INSTRUCTION: Arrange every line of the items below into a Markdown table with two columns, "Row" and "Line", numbering each row and skipping blank lines. Leave the pictures out.

ITEMS:
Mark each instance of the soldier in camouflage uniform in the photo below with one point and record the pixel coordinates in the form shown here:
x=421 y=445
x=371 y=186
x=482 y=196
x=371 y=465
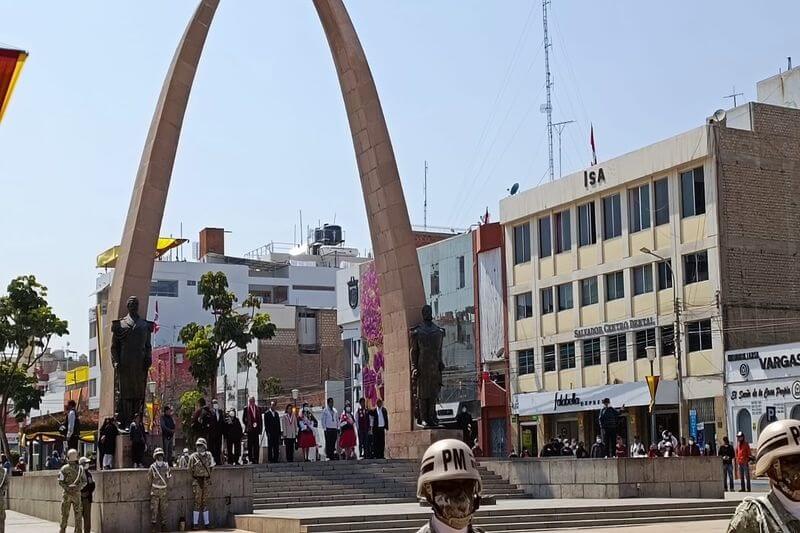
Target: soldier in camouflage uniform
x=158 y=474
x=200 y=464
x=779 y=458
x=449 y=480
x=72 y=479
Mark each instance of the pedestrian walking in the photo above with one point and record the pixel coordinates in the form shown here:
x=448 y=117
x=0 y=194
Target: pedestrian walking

RESPONSE TO THE EXERCISE:
| Row | Line |
|---|---|
| 1 | Mark each instance of the soldier in camouflage uniform in the photo below with one point and record the pixel coordinates in the form shown here: |
| 2 | x=421 y=445 |
| 3 | x=371 y=186 |
| 4 | x=482 y=196 |
| 5 | x=371 y=465 |
| 6 | Target: soldier in camouflage uniform |
| 7 | x=158 y=474 |
| 8 | x=200 y=464 |
| 9 | x=779 y=458 |
| 10 | x=449 y=480 |
| 11 | x=72 y=479 |
| 12 | Mark each instance of the pedestrian walking in the photo above with one point and record the pixel coordinates in the form shown here: |
| 13 | x=448 y=117 |
| 14 | x=0 y=194 |
| 15 | Target: pedestrian walking |